SHORT TASK:
Transcribe the part of the commentary on Bush's Middle East speech below, starting at "Is it really" and ending at "under your feet?".

EXCERPT TO READ:

---

Like the Commie leaders of the past, who disdained the role and power of religion, and were conscious enemies of tradition, Bush sees himself as the instrument of History. All progress is measured by the speed of his victories. He is shocked – shocked! – that
"There are governments that still fear and repress independent thought and creativity, and private enterprise – the human qualities that make for a – strong and successful societies."
Yes, and one of them is Israel – a country that systematically steals Palestinian land, bulldozes private homes and businesses, and won't even let its helots travel from one city to another, let alone provide some outlet for their "creativity."Billions per year in U.S. aid pays for the systematic dehumanization of an entire people at Israel's hands.
The Israelis are not mentioned by the President, but he has plenty of advice for the Palestinians:
"For the Palestinian people, the only path to independence and dignity and progress is the path of democracy. And the Palestinian leaders who block and undermine democratic reform, and feed hatred and encourage violence are not leaders at all. They're the main obstacles to peace, and to the success of the Palestinian people."
Is it really only Yasser Arafat who blocks and undermines "democratic reform"? What does "democratic reform" mean in the context of having your house bulldozed, your shop destroyed, your olive trees uprooted and sold, your land stolen out from under your feet?
By urging the adoption of democracy from Egypt to Saudi Arabia, the President should be careful, for he may get what he wants: the end result, however, will almost certainly not resemble anything desirable from the American point of view. Democratic elections in Algeria, held in 1991, led to a radical Islamist victory at the polls, and the election was promptly cancelled. A similar result would surely ensue if, today, Bush could press a button and instantly implement his democratist panacea throughout the region – thanks, in large part, to U.S. military intervention in Iraq and our unconditional support to Israel.
The President then turns his Olympian gaze on Iraq, praises the Iraqi Governing Council – even as the U.S. contemplates plans to ditch it– and rallies his fellow revolutionaries around a long-term commitment of troops and treasure:
"This is a massive and difficult undertaking – it is worth our effort, it is worth our sacrifice, because we know the stakes. The failure of Iraqi democracy would embolden terrorists around the world, increase dangers to the American people, and extinguish the hopes of millions in the region. Iraqi democracy will succeed – and that success will send forth the news, from Damascus to Teheran – that freedom can be the future of every nation. The establishment of a free Iraq at the heart of the Middle East will be a watershed event in the global democratic revolution."
The idea that we must wait for the democratization of the Middle East before we can even begin to recapture the safety of the pre-9/11 world is ludicrous. Do we really have to conquer most of the rest of the earth before we can ensure our own legitimate national security interests? This is precisely what Trotsky theorized about the Soviet Union – that the revolution must spread, to protect the "workers' state" from its implacable enemies. The neocons are selling us the same sort of malarkey – using the President as their mouthpiece – only this time packaged as 100 percent Americanism.

---

SUPPLIED INFORMATION:
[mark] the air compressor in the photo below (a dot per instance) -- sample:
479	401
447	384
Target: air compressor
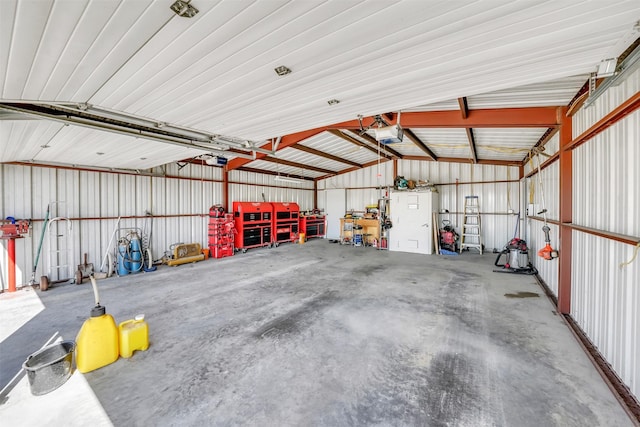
129	254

---

TASK OUTPUT:
Is it really only Yasser Arafat who blocks and undermines "democratic reform"? What does "democratic reform" mean in the context of having your house bulldozed, your shop destroyed, your olive trees uprooted and sold, your land stolen out from under your feet?